**WRITTEN TASK:** Repeat word for word everything from the line containing "the tractor cab" to the end of the listing, first and last lines included, and only that.

————————

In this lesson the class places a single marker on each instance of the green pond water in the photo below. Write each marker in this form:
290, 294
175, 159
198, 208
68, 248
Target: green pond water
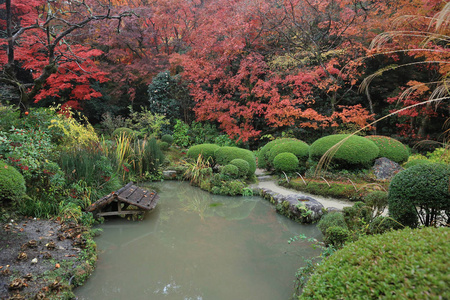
195, 245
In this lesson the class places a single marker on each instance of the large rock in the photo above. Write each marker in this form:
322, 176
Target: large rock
298, 207
385, 168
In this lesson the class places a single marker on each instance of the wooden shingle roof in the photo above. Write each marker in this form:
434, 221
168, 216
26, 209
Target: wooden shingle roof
131, 194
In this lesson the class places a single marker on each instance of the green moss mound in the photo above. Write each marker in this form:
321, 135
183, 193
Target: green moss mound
12, 183
123, 131
263, 159
285, 162
331, 219
298, 148
415, 162
390, 148
423, 187
224, 155
355, 152
405, 264
242, 165
167, 138
206, 150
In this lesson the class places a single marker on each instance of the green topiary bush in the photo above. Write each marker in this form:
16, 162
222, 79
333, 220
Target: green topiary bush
422, 190
377, 200
298, 148
125, 131
404, 264
206, 150
263, 159
355, 152
285, 162
242, 165
390, 148
164, 146
167, 138
224, 155
12, 183
230, 170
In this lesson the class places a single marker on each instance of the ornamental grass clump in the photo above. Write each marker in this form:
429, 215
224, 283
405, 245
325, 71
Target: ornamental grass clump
12, 183
420, 195
167, 138
403, 264
353, 153
390, 148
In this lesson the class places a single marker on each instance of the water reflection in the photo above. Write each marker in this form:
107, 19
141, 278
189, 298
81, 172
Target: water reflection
199, 246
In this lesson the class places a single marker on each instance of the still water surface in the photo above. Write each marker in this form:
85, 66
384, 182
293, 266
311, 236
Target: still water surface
198, 246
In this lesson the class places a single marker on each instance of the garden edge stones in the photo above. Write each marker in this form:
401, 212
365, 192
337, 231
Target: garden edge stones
298, 207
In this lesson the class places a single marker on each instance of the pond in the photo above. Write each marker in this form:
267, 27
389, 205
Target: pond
195, 245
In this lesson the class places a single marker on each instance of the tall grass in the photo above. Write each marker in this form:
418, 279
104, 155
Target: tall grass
89, 172
437, 34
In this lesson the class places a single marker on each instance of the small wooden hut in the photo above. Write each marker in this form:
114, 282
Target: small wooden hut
129, 200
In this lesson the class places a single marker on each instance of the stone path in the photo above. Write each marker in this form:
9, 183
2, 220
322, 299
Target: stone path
267, 182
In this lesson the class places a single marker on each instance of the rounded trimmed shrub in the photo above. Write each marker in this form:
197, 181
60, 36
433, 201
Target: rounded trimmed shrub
390, 148
163, 145
404, 264
12, 183
167, 138
230, 170
242, 165
424, 187
298, 148
224, 155
356, 151
206, 150
262, 154
123, 130
286, 162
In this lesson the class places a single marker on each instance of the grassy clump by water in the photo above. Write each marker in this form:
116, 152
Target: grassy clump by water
404, 264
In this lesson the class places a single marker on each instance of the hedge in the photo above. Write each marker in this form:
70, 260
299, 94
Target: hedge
404, 264
390, 148
12, 183
424, 186
206, 150
356, 151
224, 155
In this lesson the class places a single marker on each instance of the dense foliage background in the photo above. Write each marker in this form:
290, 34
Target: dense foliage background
255, 69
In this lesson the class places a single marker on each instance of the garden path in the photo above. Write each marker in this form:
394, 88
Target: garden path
268, 182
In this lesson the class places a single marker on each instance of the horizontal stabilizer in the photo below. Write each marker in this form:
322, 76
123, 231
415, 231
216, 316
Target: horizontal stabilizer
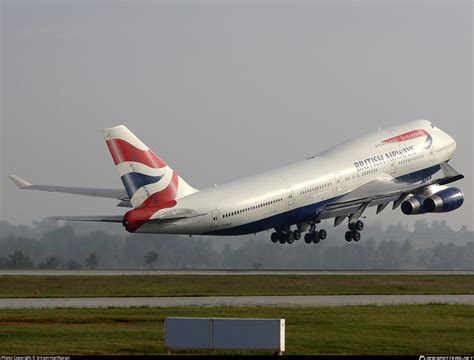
118, 194
99, 218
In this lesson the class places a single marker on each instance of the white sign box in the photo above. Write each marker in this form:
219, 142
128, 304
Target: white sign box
217, 333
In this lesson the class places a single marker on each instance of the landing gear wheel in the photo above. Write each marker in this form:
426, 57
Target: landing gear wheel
290, 238
359, 225
349, 236
274, 237
297, 234
356, 235
282, 238
315, 237
322, 234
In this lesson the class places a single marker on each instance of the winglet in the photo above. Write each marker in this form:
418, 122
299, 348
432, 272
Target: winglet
22, 184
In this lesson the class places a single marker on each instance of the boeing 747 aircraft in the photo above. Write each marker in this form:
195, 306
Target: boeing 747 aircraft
405, 164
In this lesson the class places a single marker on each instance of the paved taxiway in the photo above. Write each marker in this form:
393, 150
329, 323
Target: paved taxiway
318, 300
225, 272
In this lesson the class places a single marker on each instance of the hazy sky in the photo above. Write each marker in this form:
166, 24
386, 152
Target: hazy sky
221, 90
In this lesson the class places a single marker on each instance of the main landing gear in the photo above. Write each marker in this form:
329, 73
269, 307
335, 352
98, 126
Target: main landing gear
314, 236
354, 231
287, 236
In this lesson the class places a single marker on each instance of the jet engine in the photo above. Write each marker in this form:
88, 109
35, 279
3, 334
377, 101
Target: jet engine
445, 200
413, 206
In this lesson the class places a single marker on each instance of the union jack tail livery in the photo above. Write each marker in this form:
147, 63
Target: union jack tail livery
147, 179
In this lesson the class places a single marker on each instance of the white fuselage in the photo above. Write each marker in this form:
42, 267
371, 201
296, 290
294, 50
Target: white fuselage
293, 193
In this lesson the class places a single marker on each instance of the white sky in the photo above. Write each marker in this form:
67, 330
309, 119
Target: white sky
221, 90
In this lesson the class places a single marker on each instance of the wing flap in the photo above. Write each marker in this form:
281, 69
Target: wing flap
380, 192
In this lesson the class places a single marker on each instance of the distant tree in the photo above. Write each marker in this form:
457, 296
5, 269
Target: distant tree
50, 262
91, 261
73, 265
18, 260
151, 258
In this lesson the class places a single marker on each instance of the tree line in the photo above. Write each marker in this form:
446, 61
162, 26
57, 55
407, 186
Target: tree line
432, 246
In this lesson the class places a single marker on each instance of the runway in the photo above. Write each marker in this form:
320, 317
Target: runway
211, 301
224, 272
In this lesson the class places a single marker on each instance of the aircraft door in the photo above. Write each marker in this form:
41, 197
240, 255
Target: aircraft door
393, 169
215, 218
291, 197
338, 179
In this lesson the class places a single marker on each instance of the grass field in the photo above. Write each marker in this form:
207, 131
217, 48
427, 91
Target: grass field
235, 285
409, 329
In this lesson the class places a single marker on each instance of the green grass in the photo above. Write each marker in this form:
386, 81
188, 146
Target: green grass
234, 285
409, 329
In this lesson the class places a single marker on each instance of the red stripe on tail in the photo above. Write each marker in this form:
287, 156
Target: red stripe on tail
122, 151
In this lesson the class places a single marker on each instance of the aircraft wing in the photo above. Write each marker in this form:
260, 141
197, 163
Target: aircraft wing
119, 194
168, 216
380, 192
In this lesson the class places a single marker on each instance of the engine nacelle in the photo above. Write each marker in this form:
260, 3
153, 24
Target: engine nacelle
445, 200
413, 206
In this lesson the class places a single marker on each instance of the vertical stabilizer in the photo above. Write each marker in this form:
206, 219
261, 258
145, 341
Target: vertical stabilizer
147, 179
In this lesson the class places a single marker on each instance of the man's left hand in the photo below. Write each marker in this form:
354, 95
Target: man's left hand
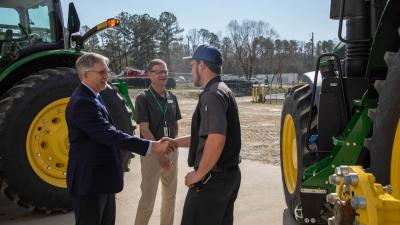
192, 178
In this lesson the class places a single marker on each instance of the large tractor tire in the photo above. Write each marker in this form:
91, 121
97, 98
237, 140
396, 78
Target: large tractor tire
34, 138
295, 157
384, 144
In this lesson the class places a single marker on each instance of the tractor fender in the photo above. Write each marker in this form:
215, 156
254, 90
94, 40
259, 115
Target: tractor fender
34, 63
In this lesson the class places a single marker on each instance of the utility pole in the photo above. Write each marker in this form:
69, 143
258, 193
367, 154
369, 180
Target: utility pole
312, 48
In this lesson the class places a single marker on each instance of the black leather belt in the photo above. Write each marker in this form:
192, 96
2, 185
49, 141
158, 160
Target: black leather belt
218, 169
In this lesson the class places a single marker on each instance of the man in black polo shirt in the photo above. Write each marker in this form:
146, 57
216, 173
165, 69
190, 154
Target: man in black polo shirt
157, 114
215, 143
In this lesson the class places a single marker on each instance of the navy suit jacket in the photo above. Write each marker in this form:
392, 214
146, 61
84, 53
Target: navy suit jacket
94, 164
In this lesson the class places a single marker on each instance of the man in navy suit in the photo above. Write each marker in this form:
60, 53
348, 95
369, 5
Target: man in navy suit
94, 171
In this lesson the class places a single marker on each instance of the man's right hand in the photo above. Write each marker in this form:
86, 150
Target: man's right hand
163, 147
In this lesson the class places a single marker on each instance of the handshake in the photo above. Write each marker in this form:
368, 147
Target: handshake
164, 146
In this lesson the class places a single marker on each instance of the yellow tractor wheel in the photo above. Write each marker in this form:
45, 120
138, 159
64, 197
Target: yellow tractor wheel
294, 154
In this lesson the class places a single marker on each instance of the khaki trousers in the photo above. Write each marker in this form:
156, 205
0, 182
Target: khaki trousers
151, 174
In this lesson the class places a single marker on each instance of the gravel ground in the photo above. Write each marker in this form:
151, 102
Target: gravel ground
260, 124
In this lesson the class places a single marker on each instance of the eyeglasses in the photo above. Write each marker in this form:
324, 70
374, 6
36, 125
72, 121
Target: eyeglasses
101, 72
159, 72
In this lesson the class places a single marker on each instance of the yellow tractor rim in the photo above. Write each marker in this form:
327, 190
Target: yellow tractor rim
395, 164
47, 143
289, 154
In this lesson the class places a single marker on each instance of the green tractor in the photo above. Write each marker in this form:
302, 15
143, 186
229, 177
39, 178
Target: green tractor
37, 77
340, 132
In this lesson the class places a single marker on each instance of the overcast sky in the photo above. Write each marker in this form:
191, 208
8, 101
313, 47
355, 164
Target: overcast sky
292, 19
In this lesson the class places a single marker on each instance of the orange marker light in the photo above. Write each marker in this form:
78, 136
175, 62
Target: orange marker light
112, 22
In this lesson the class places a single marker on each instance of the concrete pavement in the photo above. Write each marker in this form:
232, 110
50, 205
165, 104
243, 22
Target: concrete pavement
260, 201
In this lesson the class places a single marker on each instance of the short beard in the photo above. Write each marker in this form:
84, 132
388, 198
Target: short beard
196, 80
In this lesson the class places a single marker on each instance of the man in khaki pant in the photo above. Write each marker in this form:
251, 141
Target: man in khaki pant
157, 115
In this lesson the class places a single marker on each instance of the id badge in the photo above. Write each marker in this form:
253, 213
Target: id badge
166, 133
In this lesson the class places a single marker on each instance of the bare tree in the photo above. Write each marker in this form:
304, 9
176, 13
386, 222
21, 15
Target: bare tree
247, 42
169, 29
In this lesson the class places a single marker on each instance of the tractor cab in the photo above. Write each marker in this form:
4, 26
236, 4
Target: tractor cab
28, 26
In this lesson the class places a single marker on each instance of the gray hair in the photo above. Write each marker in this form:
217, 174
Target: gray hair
87, 60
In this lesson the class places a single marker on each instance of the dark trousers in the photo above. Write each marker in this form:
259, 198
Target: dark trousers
213, 202
94, 209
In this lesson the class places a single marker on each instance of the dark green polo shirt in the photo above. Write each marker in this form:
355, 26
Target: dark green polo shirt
148, 110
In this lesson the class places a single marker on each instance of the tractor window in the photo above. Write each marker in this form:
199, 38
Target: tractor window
39, 24
9, 24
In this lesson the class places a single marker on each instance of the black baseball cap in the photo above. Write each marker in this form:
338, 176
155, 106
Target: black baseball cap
207, 53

————————

**EXERCISE RESULT:**
In this lesson the class places a single marker on each instance of the tractor cab in the photo above. Write each marker in this form:
4, 26
236, 4
Target: tractor cab
28, 26
In this lesson the class places a single marker on each instance of the gray hair in the photo above. Write each marker in this form:
217, 174
Target: gray hair
87, 60
In this lesson the class places a single marker on each instance of the dark trousers in the photo above. Write each marker in this form:
259, 198
Target: dark trousers
213, 202
94, 209
In this lesson the class places a single marker on each instance of the dark green polo shirt in the photo above. Write each marker in this form:
355, 26
Target: dark green polo shirt
148, 110
In this lesson the class places a single marker on each instance of the tractor window in the photo above. Write each marker in this form:
199, 38
Target: tractor window
39, 24
9, 24
In this lesson the class places a single marker on each instance of the black baseball cap in the photo above. Write each marker in this form:
338, 176
155, 106
Target: black baseball cap
207, 53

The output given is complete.